Set problem | Please gather every line in the entries below that contains the string "laptop", matching case exactly, and copy each one out.

┌──

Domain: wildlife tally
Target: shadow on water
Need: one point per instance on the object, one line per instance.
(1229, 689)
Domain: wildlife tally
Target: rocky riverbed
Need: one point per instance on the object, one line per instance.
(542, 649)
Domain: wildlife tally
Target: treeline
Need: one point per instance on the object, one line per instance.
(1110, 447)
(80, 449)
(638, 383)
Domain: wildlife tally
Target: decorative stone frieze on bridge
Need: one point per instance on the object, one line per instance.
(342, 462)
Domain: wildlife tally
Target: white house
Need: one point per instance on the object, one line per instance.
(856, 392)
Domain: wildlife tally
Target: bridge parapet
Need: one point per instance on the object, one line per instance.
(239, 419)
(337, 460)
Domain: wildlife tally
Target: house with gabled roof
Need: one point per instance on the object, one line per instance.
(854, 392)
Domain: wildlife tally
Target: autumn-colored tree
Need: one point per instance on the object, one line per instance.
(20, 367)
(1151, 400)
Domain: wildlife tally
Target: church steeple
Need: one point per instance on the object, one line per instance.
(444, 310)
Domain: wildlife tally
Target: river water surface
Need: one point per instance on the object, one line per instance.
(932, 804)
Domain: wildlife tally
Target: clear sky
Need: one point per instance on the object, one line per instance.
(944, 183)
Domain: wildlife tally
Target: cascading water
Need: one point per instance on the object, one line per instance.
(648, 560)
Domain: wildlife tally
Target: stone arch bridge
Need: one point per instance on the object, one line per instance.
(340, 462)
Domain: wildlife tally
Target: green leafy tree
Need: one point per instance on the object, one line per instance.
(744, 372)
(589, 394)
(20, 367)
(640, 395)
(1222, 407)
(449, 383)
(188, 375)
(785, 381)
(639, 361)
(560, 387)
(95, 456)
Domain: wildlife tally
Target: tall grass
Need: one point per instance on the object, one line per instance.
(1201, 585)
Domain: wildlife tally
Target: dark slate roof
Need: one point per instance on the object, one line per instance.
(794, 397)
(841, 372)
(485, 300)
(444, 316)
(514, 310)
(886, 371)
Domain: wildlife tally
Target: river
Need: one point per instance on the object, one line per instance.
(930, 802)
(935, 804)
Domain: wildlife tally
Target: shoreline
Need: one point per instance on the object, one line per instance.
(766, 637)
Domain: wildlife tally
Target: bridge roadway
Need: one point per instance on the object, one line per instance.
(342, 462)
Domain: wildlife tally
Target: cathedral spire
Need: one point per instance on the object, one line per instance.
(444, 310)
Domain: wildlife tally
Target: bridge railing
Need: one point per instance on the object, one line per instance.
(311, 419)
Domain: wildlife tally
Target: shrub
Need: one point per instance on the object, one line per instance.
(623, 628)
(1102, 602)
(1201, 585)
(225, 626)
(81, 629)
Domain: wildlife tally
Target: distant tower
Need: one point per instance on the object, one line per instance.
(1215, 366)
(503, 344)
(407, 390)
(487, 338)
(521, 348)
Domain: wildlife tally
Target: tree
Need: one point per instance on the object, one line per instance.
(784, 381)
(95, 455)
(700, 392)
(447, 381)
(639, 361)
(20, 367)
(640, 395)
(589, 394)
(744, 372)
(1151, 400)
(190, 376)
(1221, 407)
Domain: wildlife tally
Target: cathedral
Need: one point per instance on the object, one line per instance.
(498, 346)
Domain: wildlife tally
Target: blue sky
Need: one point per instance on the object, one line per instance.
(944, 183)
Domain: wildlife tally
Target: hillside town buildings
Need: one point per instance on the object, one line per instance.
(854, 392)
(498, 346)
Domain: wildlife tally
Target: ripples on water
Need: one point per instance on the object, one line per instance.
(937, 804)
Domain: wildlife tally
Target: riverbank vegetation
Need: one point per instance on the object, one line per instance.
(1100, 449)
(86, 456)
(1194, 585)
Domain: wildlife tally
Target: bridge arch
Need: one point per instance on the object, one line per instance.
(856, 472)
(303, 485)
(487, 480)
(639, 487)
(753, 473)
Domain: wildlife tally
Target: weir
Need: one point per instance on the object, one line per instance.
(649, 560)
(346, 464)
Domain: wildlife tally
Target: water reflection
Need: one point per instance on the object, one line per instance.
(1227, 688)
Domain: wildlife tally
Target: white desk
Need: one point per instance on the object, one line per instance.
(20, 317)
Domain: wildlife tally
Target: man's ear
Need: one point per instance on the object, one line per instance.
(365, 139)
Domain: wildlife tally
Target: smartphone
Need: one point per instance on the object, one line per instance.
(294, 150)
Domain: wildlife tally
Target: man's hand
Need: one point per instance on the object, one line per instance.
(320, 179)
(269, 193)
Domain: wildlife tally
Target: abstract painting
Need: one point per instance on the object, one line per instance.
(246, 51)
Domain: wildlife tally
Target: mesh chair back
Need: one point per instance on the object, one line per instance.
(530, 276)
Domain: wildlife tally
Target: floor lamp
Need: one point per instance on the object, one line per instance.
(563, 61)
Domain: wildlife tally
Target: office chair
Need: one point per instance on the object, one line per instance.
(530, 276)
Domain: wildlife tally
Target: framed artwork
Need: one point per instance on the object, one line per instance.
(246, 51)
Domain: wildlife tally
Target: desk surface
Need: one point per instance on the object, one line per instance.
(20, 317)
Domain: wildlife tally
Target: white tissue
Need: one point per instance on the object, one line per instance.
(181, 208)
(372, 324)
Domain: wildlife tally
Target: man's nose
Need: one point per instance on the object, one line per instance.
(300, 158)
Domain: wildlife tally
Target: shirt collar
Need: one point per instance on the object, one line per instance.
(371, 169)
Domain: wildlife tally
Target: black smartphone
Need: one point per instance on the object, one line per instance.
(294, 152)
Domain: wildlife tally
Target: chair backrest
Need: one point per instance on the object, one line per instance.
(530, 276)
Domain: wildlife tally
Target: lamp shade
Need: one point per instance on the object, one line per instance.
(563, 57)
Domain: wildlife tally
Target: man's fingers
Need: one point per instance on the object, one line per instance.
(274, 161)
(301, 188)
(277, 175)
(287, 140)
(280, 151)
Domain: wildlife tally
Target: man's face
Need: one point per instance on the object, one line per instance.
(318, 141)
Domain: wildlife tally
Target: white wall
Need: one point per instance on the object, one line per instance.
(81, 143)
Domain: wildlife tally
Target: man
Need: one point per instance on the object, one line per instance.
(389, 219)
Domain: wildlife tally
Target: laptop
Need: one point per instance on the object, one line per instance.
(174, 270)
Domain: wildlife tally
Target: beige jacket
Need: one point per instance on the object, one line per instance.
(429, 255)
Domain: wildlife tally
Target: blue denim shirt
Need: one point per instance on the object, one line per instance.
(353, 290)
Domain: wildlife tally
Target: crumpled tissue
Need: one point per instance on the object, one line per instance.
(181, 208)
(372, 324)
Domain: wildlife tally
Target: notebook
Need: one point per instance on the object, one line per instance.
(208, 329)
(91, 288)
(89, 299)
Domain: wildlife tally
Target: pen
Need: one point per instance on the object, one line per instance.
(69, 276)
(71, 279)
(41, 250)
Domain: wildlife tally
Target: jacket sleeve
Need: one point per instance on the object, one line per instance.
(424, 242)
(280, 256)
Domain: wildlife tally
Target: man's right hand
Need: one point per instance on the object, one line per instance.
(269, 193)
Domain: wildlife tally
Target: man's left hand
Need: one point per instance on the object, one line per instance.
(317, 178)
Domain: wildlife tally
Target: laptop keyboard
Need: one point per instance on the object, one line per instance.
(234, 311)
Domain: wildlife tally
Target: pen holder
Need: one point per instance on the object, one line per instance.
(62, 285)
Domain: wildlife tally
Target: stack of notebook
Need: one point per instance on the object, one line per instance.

└──

The answer |
Target: laptop
Target: laptop keyboard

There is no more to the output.